▸ Problem to solve
Quote exactly the lines spanning from the top of the data below to the line that contains "of the photographer", including both.

▸ Records for the exercise

□ □ □ □ □

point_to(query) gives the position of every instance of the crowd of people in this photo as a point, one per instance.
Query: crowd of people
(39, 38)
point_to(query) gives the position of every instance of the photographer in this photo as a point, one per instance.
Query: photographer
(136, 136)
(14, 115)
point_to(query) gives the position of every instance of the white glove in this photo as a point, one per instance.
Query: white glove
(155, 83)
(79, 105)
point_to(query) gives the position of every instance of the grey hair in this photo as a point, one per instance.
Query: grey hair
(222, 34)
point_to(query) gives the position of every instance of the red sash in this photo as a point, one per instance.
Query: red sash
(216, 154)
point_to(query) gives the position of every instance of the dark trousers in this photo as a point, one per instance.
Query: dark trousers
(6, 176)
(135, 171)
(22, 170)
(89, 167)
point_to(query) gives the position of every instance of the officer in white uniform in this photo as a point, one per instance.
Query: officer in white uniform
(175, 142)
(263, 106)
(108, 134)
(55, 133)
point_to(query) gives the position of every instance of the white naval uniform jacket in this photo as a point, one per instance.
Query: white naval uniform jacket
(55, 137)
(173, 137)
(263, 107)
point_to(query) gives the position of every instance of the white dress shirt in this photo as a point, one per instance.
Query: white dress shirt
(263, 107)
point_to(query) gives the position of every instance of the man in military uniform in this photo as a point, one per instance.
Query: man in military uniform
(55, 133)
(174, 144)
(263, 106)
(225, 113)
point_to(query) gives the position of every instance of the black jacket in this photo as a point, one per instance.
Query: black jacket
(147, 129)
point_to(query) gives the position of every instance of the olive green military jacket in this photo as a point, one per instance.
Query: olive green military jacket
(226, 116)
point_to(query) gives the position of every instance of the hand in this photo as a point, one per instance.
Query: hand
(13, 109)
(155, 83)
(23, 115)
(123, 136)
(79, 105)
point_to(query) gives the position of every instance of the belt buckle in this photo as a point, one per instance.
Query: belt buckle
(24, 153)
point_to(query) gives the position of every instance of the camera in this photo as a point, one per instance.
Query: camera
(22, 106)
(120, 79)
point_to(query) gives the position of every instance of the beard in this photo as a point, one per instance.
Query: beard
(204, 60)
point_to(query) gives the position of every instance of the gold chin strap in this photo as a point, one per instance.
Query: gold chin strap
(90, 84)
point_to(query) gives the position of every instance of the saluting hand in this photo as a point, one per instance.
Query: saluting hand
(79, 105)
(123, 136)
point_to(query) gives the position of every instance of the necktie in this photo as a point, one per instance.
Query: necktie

□ □ □ □ □

▸ Solved problem
point_to(query) gives the position of every instance of the crowd of people in this photo as a point, one per instance.
Query: crowd of people
(39, 38)
point_to(query) gives the position of every instance of the photographer in this photo as a point, one per instance.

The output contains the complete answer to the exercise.